> _DOCUMENT EXTRACT_:
The former Dow CEO is in charge of Brisbane’s 2032 Olympics, but has found time to write about his life, reflecting on his corporate battles and lessons.

Patrick DurkinBOSS Deputy editor

Andrew Liveris has a strong opinion on pretty much everything. Just ask him. “Pick your favourite topic,” he parleys with BOSS at one point. From small scale nuclear reactors to heralding direct air capture as the Holy Grail to solving climate change, manufacturing and immigration policy, the failure of Australian boards, running the Olympics and the Voice.

His big persona sometimes makes Liveris the subject of derision, including by former Rear Window editor Joe Aston over US$3 million in “authorised but undisclosed” perks such as his extensive use of the Dow Chemicals’ private jet. More on that later.

Even the long-time, former CEO, who went from a childhood in Darwin to the boardrooms of New York and corridors of power in Washington, acknowledges he has a strong personality and that he has been guilty of overpowering people by using sheer force of will to push change through.

> _PROVIDED DATA_:

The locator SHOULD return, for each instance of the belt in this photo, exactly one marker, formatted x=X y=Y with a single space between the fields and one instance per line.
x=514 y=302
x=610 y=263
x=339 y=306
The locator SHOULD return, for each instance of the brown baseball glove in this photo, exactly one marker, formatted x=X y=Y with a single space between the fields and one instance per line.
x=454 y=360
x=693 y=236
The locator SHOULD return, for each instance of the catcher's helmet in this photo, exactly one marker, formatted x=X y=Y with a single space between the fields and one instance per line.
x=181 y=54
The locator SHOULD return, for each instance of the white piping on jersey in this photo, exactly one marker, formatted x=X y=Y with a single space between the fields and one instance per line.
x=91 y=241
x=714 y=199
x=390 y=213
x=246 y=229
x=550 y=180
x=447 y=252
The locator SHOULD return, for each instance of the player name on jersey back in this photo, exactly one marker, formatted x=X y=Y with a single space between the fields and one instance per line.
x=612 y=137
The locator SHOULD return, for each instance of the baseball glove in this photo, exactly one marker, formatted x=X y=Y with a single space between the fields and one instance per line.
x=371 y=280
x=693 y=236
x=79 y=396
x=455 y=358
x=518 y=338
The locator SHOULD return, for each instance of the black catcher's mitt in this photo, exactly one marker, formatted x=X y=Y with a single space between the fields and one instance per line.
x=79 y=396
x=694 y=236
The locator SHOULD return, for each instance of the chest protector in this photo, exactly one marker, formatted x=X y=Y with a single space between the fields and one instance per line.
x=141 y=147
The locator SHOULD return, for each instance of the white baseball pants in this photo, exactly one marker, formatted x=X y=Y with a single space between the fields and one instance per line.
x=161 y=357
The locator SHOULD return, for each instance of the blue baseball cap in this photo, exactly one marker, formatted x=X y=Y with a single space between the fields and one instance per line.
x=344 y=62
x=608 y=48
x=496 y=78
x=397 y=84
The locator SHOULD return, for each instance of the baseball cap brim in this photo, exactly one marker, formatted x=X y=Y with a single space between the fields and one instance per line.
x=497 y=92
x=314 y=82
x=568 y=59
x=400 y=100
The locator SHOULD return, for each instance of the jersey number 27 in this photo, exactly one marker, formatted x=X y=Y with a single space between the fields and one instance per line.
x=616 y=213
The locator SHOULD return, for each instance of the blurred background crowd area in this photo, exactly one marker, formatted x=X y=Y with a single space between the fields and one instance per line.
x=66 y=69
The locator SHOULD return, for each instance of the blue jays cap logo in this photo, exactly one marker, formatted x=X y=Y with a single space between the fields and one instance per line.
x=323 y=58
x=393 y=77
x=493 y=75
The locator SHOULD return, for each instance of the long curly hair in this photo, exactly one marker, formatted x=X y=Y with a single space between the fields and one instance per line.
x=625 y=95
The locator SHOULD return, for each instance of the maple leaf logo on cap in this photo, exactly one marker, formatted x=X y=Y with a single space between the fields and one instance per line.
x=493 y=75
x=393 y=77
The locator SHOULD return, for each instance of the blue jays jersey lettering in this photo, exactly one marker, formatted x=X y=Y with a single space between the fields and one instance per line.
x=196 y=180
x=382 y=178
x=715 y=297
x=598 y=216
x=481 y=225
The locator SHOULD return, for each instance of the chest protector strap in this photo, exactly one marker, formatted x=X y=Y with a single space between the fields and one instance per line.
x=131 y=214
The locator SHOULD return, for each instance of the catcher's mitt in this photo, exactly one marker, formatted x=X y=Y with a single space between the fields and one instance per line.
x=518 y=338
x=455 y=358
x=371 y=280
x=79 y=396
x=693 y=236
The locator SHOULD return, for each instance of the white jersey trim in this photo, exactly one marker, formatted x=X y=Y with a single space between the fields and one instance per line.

> _WRITTEN INSTRUCTION_:
Answer these from the profile of Andrew Liveris:
1. Which Olympics is Liveris in charge of?
2. What dollar amount of "authorised but undisclosed" perks drew criticism from Joe Aston?
3. Where did Liveris spend his childhood?

> _FINISHED TASK_:
1. Brisbane's 2032 Olympics.
2. US$3 million.
3. Darwin.